■ STATED EXERCISE
Copy each of the rows below word for word, keeping every line in its original order.

══════════

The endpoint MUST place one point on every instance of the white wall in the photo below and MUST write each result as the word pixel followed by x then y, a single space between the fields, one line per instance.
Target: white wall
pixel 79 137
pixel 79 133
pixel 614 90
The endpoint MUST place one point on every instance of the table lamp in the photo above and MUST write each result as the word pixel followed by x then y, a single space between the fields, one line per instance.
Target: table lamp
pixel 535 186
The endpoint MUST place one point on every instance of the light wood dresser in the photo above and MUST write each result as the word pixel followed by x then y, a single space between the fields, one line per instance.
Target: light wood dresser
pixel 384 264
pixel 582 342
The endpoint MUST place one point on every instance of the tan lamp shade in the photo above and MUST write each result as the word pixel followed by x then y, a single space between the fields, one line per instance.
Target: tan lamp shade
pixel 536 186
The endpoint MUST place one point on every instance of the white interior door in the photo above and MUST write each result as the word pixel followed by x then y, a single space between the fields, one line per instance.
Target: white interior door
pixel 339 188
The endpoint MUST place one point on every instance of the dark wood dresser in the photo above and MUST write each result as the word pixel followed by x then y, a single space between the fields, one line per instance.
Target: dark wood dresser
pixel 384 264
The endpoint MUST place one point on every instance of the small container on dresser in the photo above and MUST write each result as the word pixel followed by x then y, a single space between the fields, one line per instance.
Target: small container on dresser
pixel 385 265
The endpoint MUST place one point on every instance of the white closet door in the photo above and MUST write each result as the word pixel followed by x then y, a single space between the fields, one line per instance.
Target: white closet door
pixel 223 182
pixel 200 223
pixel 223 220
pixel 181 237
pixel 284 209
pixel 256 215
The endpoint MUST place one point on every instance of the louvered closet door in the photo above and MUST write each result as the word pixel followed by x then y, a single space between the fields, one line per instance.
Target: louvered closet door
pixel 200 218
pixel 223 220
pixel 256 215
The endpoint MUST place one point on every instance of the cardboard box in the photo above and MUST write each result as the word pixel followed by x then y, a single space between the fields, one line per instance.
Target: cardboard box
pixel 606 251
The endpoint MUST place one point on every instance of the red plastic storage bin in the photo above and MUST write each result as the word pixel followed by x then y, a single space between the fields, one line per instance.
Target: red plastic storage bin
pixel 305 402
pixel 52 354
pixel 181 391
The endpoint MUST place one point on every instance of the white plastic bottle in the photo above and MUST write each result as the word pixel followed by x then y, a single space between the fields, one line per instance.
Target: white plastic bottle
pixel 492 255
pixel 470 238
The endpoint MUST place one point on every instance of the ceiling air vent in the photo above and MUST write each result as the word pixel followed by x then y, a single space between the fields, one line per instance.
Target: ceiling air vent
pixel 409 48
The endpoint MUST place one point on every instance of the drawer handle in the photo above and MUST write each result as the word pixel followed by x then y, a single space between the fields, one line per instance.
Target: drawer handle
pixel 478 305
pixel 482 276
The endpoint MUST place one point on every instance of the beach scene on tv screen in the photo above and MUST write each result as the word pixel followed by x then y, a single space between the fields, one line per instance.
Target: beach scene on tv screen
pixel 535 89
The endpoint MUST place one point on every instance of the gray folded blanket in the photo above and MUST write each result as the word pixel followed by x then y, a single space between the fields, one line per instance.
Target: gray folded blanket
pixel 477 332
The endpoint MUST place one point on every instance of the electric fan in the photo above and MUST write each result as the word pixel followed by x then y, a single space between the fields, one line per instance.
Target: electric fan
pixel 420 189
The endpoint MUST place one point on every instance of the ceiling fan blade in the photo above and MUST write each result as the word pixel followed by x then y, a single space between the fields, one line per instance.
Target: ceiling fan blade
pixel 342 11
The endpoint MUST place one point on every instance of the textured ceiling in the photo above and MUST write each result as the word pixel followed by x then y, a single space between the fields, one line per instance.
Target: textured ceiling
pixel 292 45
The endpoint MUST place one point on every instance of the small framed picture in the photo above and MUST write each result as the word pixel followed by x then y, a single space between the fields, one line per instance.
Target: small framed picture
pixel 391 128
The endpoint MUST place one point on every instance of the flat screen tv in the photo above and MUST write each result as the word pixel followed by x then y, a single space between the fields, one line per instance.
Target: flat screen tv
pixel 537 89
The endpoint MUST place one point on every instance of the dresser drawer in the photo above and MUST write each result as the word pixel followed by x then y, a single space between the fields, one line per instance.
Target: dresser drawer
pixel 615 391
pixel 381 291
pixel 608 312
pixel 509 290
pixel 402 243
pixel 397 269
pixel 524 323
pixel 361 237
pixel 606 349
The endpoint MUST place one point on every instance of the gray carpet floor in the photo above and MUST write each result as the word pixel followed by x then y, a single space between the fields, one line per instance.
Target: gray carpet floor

══════════

■ ANSWER
The endpoint MUST place one point on every instance of the white wall in the photo below and MUST write each result as the word pixel followed by x then y, a single space between the fields, one line per instance.
Target: white wall
pixel 79 137
pixel 79 133
pixel 614 90
The endpoint MUST place one point on every instance of the table lamp in the photo above and MUST write each result as the word pixel followed by x then y, a single space between the fields, one line per instance.
Target: table lamp
pixel 535 186
The endpoint MUST place one point on every instance of the light wood dresser in the photo above and MUST write each result as the word pixel followed by x then y, a single space between the fields, one line per instance.
Target: light wood dresser
pixel 384 264
pixel 582 342
The endpoint MUST place one point on every instance of the tan lamp shade in the photo above and MUST write each result as the word pixel followed by x then y, a single space between the fields, one line per instance.
Target: tan lamp shade
pixel 536 186
The endpoint MUST place one point on every instance of the white interior door in the photo above and MUST write each result as the word pixel followed by x then y, a single space between the fields, one line per instance.
Target: white interior door
pixel 339 188
The endpoint MUST place one point on every instance of the dark wood dresser in the photo above and MUST write each result as the word pixel followed by x then y, a single space between the fields, one line per instance.
Target: dark wood dresser
pixel 384 264
The endpoint MUST place one point on every instance of the small container on dresser in the photo above and MUST write each result as the word pixel followed by x then y, a single space between the fields, one line per instance.
Target: small container on dresser
pixel 385 265
The endpoint MUST place one point on every instance of the white closet door in the photo above and MUST write each result as the word pixel followed by x then y, a single space between the fields, one line per instance.
Target: white closet door
pixel 223 182
pixel 200 223
pixel 223 220
pixel 181 237
pixel 284 209
pixel 256 215
The endpoint MUST place one point on every instance of the louvered closet door in the photo above and MUST write each result as the word pixel followed by x then y, a single space between the fields, one line per instance.
Target: louvered closet door
pixel 200 218
pixel 223 220
pixel 256 215
The endpoint MUST place one point on every instance of the cardboard box in the photo above and MUST write each result as the word pixel followed by x then y, a single space between the fields, one line per instance.
Target: cardboard box
pixel 606 251
The endpoint MUST place one point on every instance of the red plastic storage bin in the photo above and MUST write each result as the word pixel followed by x then y, a single space between the fields, one line per instance.
Target: red plastic storage bin
pixel 305 402
pixel 52 354
pixel 181 391
The endpoint MUST place one point on every instance of the white plastic bottle in the photo above and MUST write each result as the word pixel followed by x then y, a single space between the fields, one line per instance.
Target: white plastic bottle
pixel 492 255
pixel 470 238
The endpoint MUST place one point on every instance of the ceiling air vent in the photo above and MUST write each result as the word pixel followed by x then y, a single space between the fields, one line per instance.
Target: ceiling air vent
pixel 409 48
The endpoint MUST place one point on every instance of the drawer handle in the photo above and MUST write each result as the word pixel followed by x then y, a single space between the fields, one line per instance.
Target: drawer handle
pixel 478 305
pixel 482 276
The endpoint MUST place one point on every instance of the beach scene on tv screen in the photo above and MUST write each result as the word pixel followed by x then y, a single space between the fields, one line per instance.
Target: beach scene on tv screen
pixel 535 89
The endpoint MUST place one point on every instance of the gray folded blanket in the photo above and MUST write each result as the word pixel followed by x then y, a single space between the fields, one line per instance.
Target: gray folded blanket
pixel 477 332
The endpoint MUST place one point on every instance of the electric fan in the photo above and MUST write each result as the word pixel followed by x then y, a single space between the fields, one line per instance.
Target: electric fan
pixel 420 189
The endpoint MUST place one point on every instance of the ceiling fan blade in the photo above and MUST write each result as the word pixel followed by x then y, a single space between the fields, one line per instance.
Target: ceiling fan blade
pixel 342 11
The endpoint MUST place one point on every instance of the textured ceiling in the photo above and MUST write each result as the word pixel followed by x then y, a single space between the fields, one line per instance.
Target: textured ceiling
pixel 292 45
The endpoint MUST place one point on every instance of the small framed picture in the photo above and MUST write each result as the word pixel followed by x then y, a single space between the fields, one line per instance.
Target: small framed picture
pixel 391 128
The endpoint MUST place one point on every instance of the flat screen tv in the photo above and MUST write each result as the word pixel followed by x then y, a single space between the fields, one line per instance.
Target: flat screen tv
pixel 537 89
The endpoint MUST place one point on every instance of the dresser drawer in the photo above and MUST write each result as the word pixel followed by x then y, a single space between the fields, one line per instance.
Target: dresser drawer
pixel 615 391
pixel 381 291
pixel 608 312
pixel 509 290
pixel 402 243
pixel 397 269
pixel 524 323
pixel 361 237
pixel 606 349
The endpoint MUST place one point on every instance of the gray carpet floor in the photo above and MUST write each result as the word pixel followed by x then y, a single space between the fields, one line per instance.
Target: gray carpet floor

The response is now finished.